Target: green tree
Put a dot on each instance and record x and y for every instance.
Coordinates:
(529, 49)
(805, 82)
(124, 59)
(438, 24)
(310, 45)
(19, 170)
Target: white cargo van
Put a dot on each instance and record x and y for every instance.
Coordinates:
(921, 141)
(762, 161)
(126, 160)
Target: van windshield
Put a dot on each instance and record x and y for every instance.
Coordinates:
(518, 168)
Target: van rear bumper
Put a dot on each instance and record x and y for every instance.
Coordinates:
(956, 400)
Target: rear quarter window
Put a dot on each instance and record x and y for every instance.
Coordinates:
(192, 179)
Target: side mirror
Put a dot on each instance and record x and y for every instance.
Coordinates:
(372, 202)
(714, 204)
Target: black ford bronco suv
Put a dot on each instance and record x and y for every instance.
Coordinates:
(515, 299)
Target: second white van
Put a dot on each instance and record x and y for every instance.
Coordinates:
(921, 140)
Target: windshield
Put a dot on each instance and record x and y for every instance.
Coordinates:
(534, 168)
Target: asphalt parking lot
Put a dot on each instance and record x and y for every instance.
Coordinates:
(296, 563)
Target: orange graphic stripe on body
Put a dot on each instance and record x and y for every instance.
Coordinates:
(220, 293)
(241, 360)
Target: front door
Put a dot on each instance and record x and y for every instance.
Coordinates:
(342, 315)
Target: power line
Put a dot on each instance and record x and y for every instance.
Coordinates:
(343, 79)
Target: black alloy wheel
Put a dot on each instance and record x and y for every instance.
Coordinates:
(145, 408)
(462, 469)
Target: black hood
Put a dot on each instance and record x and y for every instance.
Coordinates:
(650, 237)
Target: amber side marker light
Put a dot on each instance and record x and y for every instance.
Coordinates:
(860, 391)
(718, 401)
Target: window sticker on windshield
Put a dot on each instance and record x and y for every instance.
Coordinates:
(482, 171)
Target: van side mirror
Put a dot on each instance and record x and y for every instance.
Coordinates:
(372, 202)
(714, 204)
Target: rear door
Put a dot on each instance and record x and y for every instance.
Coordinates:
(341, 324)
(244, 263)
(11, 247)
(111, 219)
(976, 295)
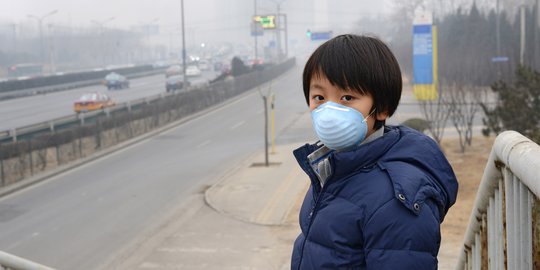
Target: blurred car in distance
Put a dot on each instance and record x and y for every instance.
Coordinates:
(92, 101)
(193, 71)
(204, 65)
(175, 83)
(114, 80)
(173, 70)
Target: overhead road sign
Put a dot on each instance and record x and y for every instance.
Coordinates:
(320, 35)
(266, 21)
(425, 58)
(499, 59)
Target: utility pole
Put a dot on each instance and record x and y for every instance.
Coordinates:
(101, 25)
(14, 27)
(537, 37)
(255, 36)
(184, 85)
(522, 45)
(278, 28)
(40, 25)
(498, 38)
(278, 31)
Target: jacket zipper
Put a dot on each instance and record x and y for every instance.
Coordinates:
(312, 213)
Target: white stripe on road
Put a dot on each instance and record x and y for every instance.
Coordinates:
(203, 144)
(237, 125)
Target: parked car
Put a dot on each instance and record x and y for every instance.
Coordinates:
(114, 80)
(193, 71)
(204, 65)
(92, 101)
(173, 70)
(175, 83)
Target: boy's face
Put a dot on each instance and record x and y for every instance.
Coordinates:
(321, 91)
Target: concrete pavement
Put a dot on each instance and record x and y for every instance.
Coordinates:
(247, 219)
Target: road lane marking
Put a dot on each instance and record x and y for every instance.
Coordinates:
(265, 216)
(203, 144)
(237, 125)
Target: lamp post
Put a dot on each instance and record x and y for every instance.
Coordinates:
(40, 25)
(147, 29)
(183, 46)
(101, 25)
(279, 29)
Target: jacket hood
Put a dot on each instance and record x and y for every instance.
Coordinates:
(415, 164)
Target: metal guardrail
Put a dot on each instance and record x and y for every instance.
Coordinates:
(31, 131)
(67, 86)
(12, 262)
(504, 228)
(71, 120)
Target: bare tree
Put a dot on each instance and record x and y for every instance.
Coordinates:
(464, 102)
(436, 113)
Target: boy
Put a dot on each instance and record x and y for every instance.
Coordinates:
(378, 193)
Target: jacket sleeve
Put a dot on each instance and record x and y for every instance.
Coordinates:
(398, 238)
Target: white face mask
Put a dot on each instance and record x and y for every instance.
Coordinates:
(339, 127)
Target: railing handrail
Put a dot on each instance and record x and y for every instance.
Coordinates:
(17, 263)
(515, 152)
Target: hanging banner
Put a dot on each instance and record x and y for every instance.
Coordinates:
(425, 58)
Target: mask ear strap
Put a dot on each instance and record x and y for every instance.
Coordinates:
(370, 114)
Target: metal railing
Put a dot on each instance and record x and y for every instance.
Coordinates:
(12, 262)
(504, 228)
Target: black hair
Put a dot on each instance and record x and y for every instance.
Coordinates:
(361, 64)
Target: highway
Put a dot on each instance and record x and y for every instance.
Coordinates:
(83, 218)
(20, 112)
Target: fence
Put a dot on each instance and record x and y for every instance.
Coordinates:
(27, 151)
(504, 228)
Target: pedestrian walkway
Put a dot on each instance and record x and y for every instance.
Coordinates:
(249, 221)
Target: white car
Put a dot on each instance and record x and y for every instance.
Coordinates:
(193, 71)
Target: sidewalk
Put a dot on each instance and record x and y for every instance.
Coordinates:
(247, 220)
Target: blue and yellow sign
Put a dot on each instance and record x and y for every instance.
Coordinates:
(266, 21)
(425, 61)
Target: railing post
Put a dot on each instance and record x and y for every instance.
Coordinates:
(2, 172)
(535, 216)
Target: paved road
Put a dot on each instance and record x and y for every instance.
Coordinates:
(20, 112)
(84, 217)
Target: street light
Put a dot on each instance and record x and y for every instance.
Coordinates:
(40, 25)
(183, 45)
(101, 25)
(146, 28)
(278, 29)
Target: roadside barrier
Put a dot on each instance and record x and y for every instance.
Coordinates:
(29, 150)
(504, 228)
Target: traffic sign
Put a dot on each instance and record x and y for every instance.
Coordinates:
(266, 21)
(499, 59)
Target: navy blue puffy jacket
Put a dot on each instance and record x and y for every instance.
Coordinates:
(381, 208)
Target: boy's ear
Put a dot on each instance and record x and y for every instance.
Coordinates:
(381, 116)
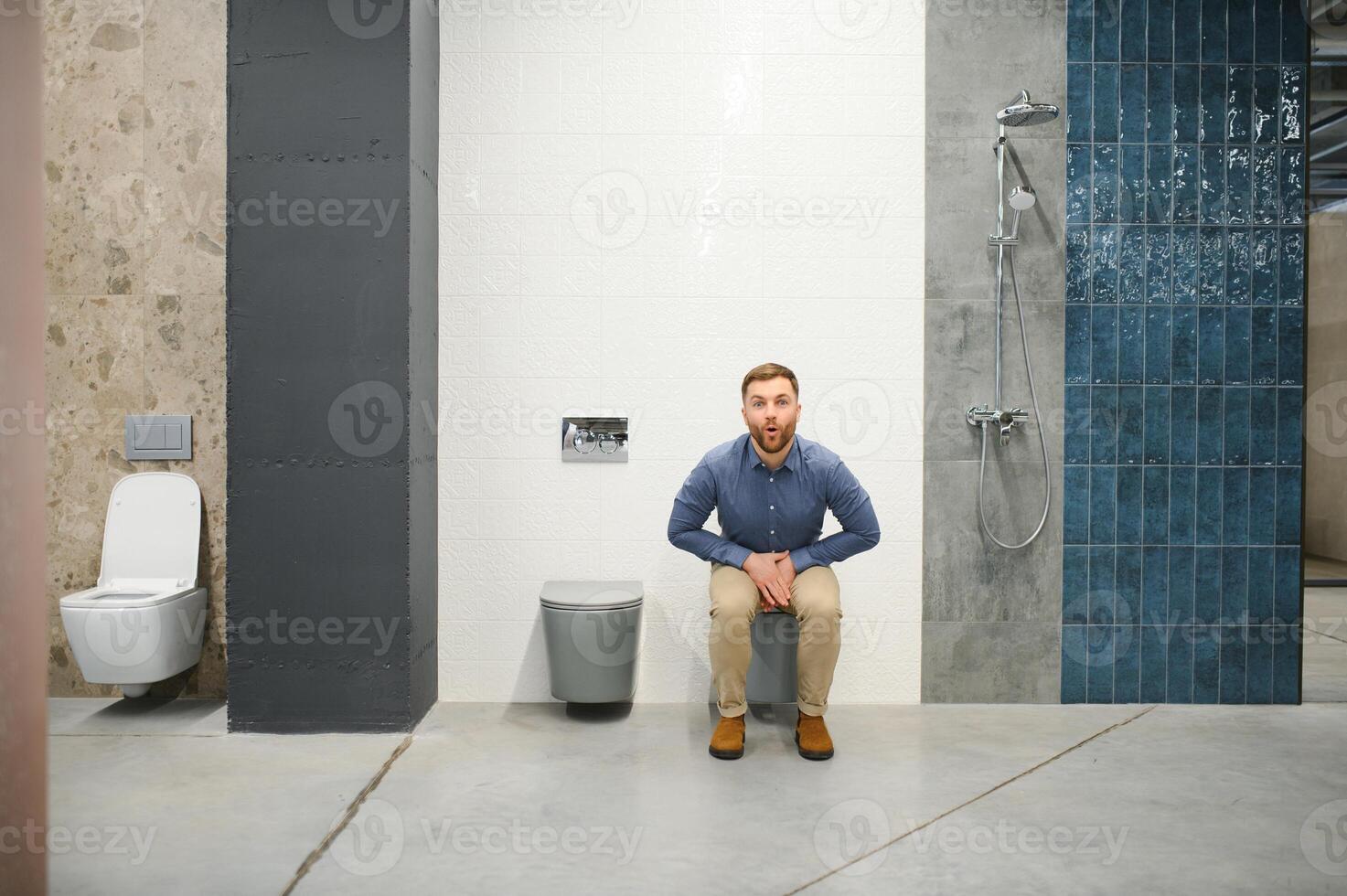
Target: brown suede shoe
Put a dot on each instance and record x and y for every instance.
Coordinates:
(811, 736)
(728, 740)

- - - -

● DESCRIPTION OF THE TASK
Quote all of the records above word for word, leaving the pictures out of your answer.

● SOLUTION
Target: green tree
Put a dot on each instance and record x and y for every instance.
Coordinates:
(529, 49)
(805, 82)
(124, 59)
(438, 24)
(310, 45)
(19, 170)
Target: white cargo van
Put a dot on each instance and record x and y for every instance.
Coordinates:
(921, 141)
(762, 161)
(126, 160)
Target: van windshield
Put a dot on each instance and record x and y for every instance.
Coordinates:
(518, 168)
Target: van rear bumper
Put a dot on each instance and record x and y for every instance.
Coordinates:
(956, 400)
Target: rear quarter window
Put a dot on each instance and record x and y for every instance.
Coordinates:
(192, 179)
Target: side mirror
Put a dot on each instance and record x and y for every instance.
Coordinates:
(372, 202)
(714, 204)
Target: black ford bronco suv
Put a dot on each instance and record x and y for every instance.
Coordinates:
(515, 299)
Target: second white van
Put a dot on each instance and record x and y for every instance.
Coordinates:
(921, 140)
Target: windshield
Put a dot on each instance and record x and y for every instance.
Coordinates:
(534, 168)
Target: asphalt parking lot
Put a dot on each instance and record x and y for every instance.
Coordinates:
(296, 563)
Target: orange graphic stripe on body
Put a dot on each instance and record x and y for every instance.
Coordinates:
(220, 293)
(241, 360)
Target: front door
Put a dot on each instance and record x and y for every instance.
Coordinates:
(342, 315)
Target: power line
Put a dot on each instance and record x and y for every instance.
Coordinates:
(343, 79)
Target: black alloy wheel
Put a dot on each instance and record x and y for every instance.
Coordinates:
(145, 408)
(462, 469)
Target: black hood
Put a dot on each instance and record x and y for every instance.
Coordinates:
(650, 237)
Target: amber side marker light
Put a dot on each instance and record x and y for every instance.
Coordinates:
(860, 391)
(718, 401)
Target: window sticker on windshield
Put a dot on each instance and record x and y for every instance.
Coordinates:
(482, 171)
Target: van side mirror
Put a dot on each instance and record x and y for every instance.
Coordinates:
(372, 202)
(714, 204)
Target: rear door
Put a dot on each instance and record x and y for every instance.
Coordinates:
(341, 324)
(244, 263)
(11, 247)
(111, 219)
(976, 295)
Target: blurred car in distance
Put a dot on each instance and record x and y for every instance.
Coordinates:
(92, 101)
(193, 71)
(204, 65)
(175, 83)
(114, 80)
(173, 70)
Target: overhead road sign
Put a dot on each instance and record x and y for every instance.
Coordinates:
(320, 35)
(266, 21)
(425, 58)
(499, 59)
Target: utility pole
Put a dot on each instance and record x and y for every instance.
Coordinates:
(101, 25)
(14, 27)
(537, 37)
(255, 36)
(184, 85)
(522, 45)
(278, 28)
(40, 25)
(498, 38)
(278, 31)
Target: jacket zipper
Put a dot on each instance and record x and y for every instance.
Coordinates:
(312, 213)
Target: white stripe on road
Put a dot on each instance and record x and y for every instance.
Coordinates:
(203, 144)
(237, 125)
Target: parked car
Put a dot on each instance and record x and y for every instance.
Coordinates:
(114, 80)
(193, 71)
(204, 65)
(92, 101)
(173, 70)
(175, 83)
Target: boy's face
Put a dot on each instance and record x and y for every instance.
Coordinates:
(321, 91)
Target: concrete pavement
Put a dot on each instance and record x and y for every instance.
Coordinates:
(247, 219)
Target: road lane marking
Put a dot on each instance and record x and y for every instance.
Coordinates:
(265, 216)
(203, 144)
(237, 125)
Target: lamp post
Put a dot on each instance and record x and y for every instance.
Coordinates:
(40, 25)
(147, 29)
(183, 46)
(101, 25)
(279, 29)
Target: jacket hood
Put a dot on each instance and record x and y for every instance.
Coordinates:
(415, 164)
Target: metal guardrail
Put a dot on each instance and record x and y for every instance.
Coordinates:
(31, 131)
(67, 86)
(12, 262)
(504, 228)
(71, 120)
Target: bare tree
Put a dot on each instance and record x and y for every instance.
Coordinates:
(464, 102)
(436, 113)
Target: boy
Put a dot on each instance and record x and y for every instance.
Coordinates:
(378, 193)
Target: jacket sleeve
Put a dot on each instance and record x and y for every instance.
Coordinates:
(398, 238)
Target: white face mask
Put a dot on each instance and record x and y for every instance.
Coordinates:
(339, 127)
Target: railing handrail
Put a dot on each instance and record x and y for every instance.
Coordinates:
(17, 263)
(515, 152)
Target: hanging banner
Put a dot on each instance and record x and y for every instance.
Coordinates:
(425, 58)
Target: mask ear strap
Put a dot on each instance and record x and y for every instance.
Coordinates:
(370, 114)
Target: metal railing
Put a dot on each instance and record x and y for every instance.
Coordinates:
(12, 262)
(504, 228)
Target: black hair
Put a dot on each instance and record x and y for every instance.
Coordinates:
(361, 64)
Target: highway
Put a dot on each instance and record x and y for every instance.
Coordinates:
(83, 218)
(20, 112)
Target: fence
Put a dot on each instance and record x and y for every instance.
Coordinates:
(27, 151)
(504, 228)
Target: pedestrian walkway
Put a dot on each instance and record x and y for every instance.
Coordinates:
(249, 221)
Target: white car
Put a dot on each instance and record x and y for every instance.
Coordinates:
(193, 71)
Target: sidewalk
Put a dot on each instance and record x and y for every instance.
Coordinates:
(247, 220)
Target: blue and yellow sign
Put a dot on each instance and record x and y for every instance.
Coordinates:
(266, 21)
(425, 61)
Target: railing post
Put a dot on each instance and record x and y for every instance.
Coordinates:
(2, 172)
(535, 216)
Target: paved road
Put a dot on each instance and record x and y for every instance.
Coordinates:
(20, 112)
(84, 217)
Target: street light
Put a dot on each instance and record x and y for every instance.
Coordinates:
(40, 25)
(183, 45)
(101, 25)
(146, 28)
(278, 29)
Target: roadside barrier
Put a dot on each instance and record x and y for every instance.
Coordinates:
(29, 150)
(504, 228)
Target: traffic sign
Put a dot on each instance and record x and y for every instance.
Coordinates:
(266, 21)
(499, 59)
Target: navy blue puffy jacket
Put a dot on each instance and record x and y for every instance.
Coordinates:
(381, 208)
Target: boy's ear
Put a dot on each instance and record x and y for every instance.
Coordinates:
(381, 116)
Target: brown suede shoe
Put a dot on each instance and record x and y for every instance.
Coordinates:
(811, 736)
(728, 740)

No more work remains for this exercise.